* _DATA EXTRACT_
────────────────

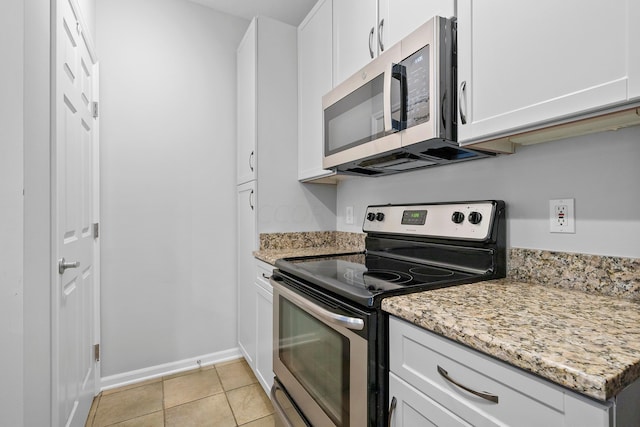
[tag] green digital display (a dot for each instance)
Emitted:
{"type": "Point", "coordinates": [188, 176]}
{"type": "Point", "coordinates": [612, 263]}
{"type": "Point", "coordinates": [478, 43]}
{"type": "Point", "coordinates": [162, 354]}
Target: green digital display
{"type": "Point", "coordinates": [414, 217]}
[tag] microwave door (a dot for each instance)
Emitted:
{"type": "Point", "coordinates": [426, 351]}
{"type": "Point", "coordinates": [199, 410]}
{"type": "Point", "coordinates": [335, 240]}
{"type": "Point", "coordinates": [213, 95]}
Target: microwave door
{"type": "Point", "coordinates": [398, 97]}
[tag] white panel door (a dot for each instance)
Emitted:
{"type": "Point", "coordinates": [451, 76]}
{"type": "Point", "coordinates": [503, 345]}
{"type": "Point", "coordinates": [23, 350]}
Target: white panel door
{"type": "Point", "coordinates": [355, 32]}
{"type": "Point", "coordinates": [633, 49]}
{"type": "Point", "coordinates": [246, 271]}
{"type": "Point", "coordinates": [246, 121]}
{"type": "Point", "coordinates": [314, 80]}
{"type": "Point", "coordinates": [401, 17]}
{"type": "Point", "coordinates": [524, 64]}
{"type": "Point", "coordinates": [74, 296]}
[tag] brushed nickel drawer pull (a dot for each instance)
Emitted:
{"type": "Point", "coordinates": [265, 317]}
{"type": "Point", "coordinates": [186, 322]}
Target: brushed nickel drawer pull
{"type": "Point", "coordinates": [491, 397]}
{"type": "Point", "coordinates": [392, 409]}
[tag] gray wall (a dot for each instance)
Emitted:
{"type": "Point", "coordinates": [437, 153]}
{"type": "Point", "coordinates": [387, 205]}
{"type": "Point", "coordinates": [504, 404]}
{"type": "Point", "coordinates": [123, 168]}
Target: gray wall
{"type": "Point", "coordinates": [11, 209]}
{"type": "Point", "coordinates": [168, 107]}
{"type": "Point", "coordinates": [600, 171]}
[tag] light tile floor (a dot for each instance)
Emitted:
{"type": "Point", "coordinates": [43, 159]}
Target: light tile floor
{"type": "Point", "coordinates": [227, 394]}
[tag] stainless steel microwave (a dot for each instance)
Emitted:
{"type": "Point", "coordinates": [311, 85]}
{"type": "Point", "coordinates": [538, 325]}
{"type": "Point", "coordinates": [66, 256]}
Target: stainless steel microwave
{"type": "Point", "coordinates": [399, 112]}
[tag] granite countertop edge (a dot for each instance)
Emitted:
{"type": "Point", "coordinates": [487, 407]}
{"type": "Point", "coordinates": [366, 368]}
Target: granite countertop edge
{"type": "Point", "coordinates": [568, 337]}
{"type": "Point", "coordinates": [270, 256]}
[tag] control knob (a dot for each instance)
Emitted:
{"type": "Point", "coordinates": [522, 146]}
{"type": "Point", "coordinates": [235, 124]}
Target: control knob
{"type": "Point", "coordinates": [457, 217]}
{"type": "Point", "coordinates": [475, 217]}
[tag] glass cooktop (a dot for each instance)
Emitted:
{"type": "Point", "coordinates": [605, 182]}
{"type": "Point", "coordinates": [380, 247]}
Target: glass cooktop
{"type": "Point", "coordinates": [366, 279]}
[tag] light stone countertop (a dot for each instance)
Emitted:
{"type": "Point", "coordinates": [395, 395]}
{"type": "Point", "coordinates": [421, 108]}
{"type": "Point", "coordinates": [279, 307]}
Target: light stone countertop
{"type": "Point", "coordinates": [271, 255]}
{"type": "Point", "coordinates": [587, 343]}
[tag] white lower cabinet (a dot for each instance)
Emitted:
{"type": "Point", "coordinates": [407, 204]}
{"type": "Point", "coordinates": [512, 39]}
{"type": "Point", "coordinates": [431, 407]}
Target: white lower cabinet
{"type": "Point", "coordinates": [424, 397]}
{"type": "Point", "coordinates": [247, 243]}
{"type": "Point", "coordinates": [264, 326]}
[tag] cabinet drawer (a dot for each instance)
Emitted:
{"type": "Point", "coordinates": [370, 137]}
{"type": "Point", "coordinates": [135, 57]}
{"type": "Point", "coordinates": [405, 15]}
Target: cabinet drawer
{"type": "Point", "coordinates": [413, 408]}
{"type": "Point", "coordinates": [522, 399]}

────────────────

* _GIVEN TASK_
Reproduce verbatim the lines starting at the one that contains "[tag] glass cooktop (a dot for each instance)" and ending at the final line of the entries.

* _RIGHT ANSWER_
[tag] glass cooktop (a dot for each instance)
Emitted:
{"type": "Point", "coordinates": [605, 182]}
{"type": "Point", "coordinates": [380, 247]}
Target: glass cooktop
{"type": "Point", "coordinates": [366, 279]}
[tag] light stone countertop (a dot for each instance)
Emitted:
{"type": "Point", "coordinates": [395, 395]}
{"type": "Point", "coordinates": [421, 108]}
{"type": "Point", "coordinates": [279, 307]}
Target: light stone countertop
{"type": "Point", "coordinates": [271, 255]}
{"type": "Point", "coordinates": [587, 343]}
[tag] white lower cabinet (a dot for each instance)
Emitted:
{"type": "Point", "coordinates": [407, 204]}
{"type": "Point", "coordinates": [512, 39]}
{"type": "Point", "coordinates": [431, 407]}
Target: white lower cabinet
{"type": "Point", "coordinates": [424, 397]}
{"type": "Point", "coordinates": [247, 243]}
{"type": "Point", "coordinates": [264, 326]}
[tag] cabinet drawer (a dot for each instance)
Emitted:
{"type": "Point", "coordinates": [370, 137]}
{"type": "Point", "coordinates": [135, 57]}
{"type": "Point", "coordinates": [405, 15]}
Target: cabinet drawer
{"type": "Point", "coordinates": [413, 408]}
{"type": "Point", "coordinates": [522, 399]}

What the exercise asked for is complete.